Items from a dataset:
-- Start --
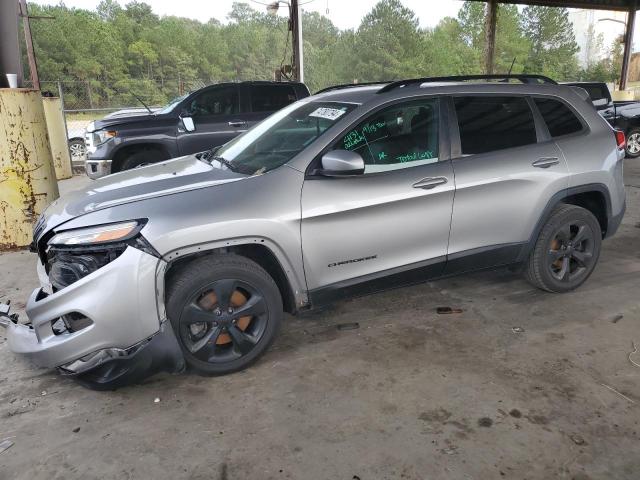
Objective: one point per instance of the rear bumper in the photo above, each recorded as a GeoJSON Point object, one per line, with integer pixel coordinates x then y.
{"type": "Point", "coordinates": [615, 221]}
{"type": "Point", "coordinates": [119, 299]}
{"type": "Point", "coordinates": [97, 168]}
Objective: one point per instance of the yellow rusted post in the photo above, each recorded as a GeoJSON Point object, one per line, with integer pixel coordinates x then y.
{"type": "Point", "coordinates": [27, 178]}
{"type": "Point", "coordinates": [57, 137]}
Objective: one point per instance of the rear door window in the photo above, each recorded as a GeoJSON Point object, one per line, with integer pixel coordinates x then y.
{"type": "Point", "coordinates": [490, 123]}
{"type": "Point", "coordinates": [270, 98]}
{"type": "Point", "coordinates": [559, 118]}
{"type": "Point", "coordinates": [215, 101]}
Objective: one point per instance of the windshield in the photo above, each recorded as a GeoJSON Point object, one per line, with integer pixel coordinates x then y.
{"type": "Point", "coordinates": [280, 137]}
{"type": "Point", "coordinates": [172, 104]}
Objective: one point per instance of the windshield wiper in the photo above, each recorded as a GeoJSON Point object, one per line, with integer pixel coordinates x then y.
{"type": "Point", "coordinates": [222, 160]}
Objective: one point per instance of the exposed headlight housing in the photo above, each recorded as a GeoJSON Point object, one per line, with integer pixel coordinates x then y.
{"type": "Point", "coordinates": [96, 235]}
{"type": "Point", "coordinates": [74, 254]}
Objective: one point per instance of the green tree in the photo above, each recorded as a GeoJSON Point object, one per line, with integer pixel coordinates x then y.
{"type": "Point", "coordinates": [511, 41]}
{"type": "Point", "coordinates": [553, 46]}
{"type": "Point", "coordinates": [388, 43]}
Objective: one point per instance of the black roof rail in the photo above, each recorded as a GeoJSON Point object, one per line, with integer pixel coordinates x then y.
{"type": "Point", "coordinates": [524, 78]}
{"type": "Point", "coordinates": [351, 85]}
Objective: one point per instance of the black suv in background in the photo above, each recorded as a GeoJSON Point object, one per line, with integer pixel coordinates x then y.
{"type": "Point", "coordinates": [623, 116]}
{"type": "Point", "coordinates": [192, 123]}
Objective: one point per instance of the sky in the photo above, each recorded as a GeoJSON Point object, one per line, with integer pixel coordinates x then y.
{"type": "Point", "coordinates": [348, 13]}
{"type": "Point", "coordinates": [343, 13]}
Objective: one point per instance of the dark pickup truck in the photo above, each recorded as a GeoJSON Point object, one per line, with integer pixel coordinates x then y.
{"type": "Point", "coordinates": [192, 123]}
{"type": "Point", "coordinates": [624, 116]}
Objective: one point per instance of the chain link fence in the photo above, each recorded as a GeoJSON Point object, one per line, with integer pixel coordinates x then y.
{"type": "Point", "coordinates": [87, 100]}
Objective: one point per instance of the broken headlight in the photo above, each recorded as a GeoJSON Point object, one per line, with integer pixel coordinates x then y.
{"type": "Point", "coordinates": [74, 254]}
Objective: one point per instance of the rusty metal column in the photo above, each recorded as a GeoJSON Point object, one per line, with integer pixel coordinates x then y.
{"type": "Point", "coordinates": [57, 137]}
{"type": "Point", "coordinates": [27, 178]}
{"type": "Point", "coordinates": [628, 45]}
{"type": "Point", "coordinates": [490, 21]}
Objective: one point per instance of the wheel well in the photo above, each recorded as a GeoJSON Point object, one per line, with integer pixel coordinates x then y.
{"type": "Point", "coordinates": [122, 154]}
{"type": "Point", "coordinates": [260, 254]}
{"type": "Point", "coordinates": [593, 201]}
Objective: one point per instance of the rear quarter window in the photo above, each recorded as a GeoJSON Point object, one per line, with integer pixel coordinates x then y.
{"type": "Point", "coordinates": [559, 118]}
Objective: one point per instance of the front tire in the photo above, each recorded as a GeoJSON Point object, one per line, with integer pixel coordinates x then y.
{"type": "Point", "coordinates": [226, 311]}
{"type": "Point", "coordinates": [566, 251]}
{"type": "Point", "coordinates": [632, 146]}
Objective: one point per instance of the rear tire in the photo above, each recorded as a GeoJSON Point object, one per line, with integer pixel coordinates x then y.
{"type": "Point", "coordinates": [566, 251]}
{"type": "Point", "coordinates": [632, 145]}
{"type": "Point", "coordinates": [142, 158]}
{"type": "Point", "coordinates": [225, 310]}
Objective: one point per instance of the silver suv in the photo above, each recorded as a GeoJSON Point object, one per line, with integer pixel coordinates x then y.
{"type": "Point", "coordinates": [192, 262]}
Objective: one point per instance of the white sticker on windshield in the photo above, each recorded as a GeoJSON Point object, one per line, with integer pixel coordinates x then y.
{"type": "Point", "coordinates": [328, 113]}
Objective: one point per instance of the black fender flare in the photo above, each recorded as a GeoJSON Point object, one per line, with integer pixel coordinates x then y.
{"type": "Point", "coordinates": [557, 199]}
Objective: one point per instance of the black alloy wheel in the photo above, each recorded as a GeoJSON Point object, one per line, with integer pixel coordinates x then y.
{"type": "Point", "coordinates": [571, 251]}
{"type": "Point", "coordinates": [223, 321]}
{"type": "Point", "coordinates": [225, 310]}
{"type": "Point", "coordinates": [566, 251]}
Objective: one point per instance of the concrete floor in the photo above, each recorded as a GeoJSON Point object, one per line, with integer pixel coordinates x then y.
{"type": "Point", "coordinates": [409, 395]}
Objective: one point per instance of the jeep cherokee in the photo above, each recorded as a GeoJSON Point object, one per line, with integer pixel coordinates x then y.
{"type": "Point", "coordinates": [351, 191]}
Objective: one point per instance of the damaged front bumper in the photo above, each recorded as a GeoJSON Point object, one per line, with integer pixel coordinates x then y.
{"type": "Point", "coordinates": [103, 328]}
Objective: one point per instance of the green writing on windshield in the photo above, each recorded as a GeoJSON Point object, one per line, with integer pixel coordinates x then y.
-- End --
• Problem details: Starting at the line that contains "Objective: one point per instance of the black alloy", repeat each line exactly through the last one in the listing. Include both of those lines and nothing more.

• Finished answer:
Objective: one point per instance of the black alloy wheel in the photo above, each recorded as a GeoJSON Point object, one per line, with integer pixel coordinates x then y.
{"type": "Point", "coordinates": [571, 251]}
{"type": "Point", "coordinates": [223, 321]}
{"type": "Point", "coordinates": [225, 310]}
{"type": "Point", "coordinates": [566, 251]}
Objective: one point per instance of the concrete floor in the photo above, each recorded as a GeoJSON Point object, one per line, with integer pixel coordinates x then y.
{"type": "Point", "coordinates": [409, 395]}
Objective: one point per instance of the jeep cherokee in the photo above, each recorded as a GeoJSON Point object, one per line, with integer pixel coordinates x then y.
{"type": "Point", "coordinates": [351, 191]}
Objective: one point per instance of the damaged front bumper in the photo above, each recorded as a GeoJSON Point object, one per line, with integer pixel coordinates x then y.
{"type": "Point", "coordinates": [103, 328]}
Objective: one point per instance of the green writing on windshield in the photo above, each recorded as a GeoJSON Point object, one per line, with integer pixel coordinates x then y.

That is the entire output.